** BEGIN **

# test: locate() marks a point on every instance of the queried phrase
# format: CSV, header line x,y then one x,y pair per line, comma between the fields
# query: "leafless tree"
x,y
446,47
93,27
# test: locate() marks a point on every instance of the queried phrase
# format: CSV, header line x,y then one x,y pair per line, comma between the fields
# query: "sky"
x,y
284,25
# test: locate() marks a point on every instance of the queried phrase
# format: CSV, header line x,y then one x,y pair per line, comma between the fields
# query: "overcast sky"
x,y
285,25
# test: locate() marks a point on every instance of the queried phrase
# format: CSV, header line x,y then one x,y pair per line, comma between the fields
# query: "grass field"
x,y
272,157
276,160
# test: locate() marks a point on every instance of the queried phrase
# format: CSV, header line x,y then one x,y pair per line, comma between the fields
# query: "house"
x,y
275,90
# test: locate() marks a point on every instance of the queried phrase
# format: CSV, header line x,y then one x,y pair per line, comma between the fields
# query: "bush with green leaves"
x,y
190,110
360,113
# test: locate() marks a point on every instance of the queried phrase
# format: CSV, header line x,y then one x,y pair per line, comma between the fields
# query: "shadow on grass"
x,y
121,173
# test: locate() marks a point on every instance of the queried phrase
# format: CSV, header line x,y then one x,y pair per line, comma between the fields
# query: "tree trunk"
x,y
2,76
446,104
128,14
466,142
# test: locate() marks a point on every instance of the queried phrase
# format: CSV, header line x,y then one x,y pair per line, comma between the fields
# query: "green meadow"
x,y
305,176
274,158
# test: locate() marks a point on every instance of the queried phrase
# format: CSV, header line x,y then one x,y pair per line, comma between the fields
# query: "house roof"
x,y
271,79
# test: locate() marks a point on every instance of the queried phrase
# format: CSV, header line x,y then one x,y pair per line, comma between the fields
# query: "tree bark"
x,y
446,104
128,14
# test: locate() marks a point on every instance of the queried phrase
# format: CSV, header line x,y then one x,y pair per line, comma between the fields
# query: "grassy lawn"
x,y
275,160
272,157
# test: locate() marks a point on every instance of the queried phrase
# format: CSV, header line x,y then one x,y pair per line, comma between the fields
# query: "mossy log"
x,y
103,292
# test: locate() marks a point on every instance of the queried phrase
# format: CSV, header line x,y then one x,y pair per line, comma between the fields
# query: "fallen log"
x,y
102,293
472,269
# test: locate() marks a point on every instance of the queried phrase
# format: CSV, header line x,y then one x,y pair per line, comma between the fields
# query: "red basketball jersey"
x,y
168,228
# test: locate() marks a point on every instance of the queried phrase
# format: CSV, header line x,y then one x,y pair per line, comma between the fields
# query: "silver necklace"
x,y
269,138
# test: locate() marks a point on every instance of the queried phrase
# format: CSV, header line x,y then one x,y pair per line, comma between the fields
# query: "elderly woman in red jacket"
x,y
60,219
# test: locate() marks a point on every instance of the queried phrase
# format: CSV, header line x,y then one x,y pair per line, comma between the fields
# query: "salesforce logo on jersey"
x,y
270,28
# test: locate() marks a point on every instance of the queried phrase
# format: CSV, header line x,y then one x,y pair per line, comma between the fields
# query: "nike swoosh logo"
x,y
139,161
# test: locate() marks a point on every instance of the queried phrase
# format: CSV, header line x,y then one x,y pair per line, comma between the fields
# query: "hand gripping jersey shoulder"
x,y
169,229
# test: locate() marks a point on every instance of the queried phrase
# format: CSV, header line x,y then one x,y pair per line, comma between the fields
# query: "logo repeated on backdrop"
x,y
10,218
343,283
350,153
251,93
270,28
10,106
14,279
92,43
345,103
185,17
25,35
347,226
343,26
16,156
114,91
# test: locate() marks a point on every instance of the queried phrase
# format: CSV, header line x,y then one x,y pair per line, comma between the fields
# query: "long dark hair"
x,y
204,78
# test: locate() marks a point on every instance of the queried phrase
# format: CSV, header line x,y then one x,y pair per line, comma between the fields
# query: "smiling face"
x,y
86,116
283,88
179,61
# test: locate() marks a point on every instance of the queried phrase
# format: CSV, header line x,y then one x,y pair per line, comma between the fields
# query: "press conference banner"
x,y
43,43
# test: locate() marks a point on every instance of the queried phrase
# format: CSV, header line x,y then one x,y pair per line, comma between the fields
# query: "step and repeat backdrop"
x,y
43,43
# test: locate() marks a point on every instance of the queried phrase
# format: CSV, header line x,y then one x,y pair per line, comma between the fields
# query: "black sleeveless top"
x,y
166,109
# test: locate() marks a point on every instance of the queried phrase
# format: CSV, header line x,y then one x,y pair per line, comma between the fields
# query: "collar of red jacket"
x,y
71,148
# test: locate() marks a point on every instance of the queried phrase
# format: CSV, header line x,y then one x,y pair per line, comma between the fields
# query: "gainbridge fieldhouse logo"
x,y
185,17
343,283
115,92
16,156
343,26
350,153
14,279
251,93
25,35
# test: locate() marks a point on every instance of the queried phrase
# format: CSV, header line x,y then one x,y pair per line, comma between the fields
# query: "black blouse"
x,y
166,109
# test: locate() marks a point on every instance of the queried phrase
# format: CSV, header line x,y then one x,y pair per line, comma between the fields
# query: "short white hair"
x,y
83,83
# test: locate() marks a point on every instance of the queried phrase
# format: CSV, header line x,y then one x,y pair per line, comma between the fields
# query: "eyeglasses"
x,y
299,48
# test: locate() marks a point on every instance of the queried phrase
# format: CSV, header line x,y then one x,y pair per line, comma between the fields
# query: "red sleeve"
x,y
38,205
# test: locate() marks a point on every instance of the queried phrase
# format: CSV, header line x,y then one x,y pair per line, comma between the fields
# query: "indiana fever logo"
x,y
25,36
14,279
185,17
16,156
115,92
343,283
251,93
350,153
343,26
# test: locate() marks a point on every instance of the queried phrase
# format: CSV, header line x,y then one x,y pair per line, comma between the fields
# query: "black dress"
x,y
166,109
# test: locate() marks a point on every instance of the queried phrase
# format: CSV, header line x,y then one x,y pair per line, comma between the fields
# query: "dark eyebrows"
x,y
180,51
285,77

** END **

Locate each line in the listing above that contains the string "logo" and copy those lines out.

# query: "salesforce logo on jersey"
# query: "nike swoosh logo"
# query: "logo repeated on backdrop"
# query: "gainbridge fieldhouse logo"
# query: "indiana fever logo"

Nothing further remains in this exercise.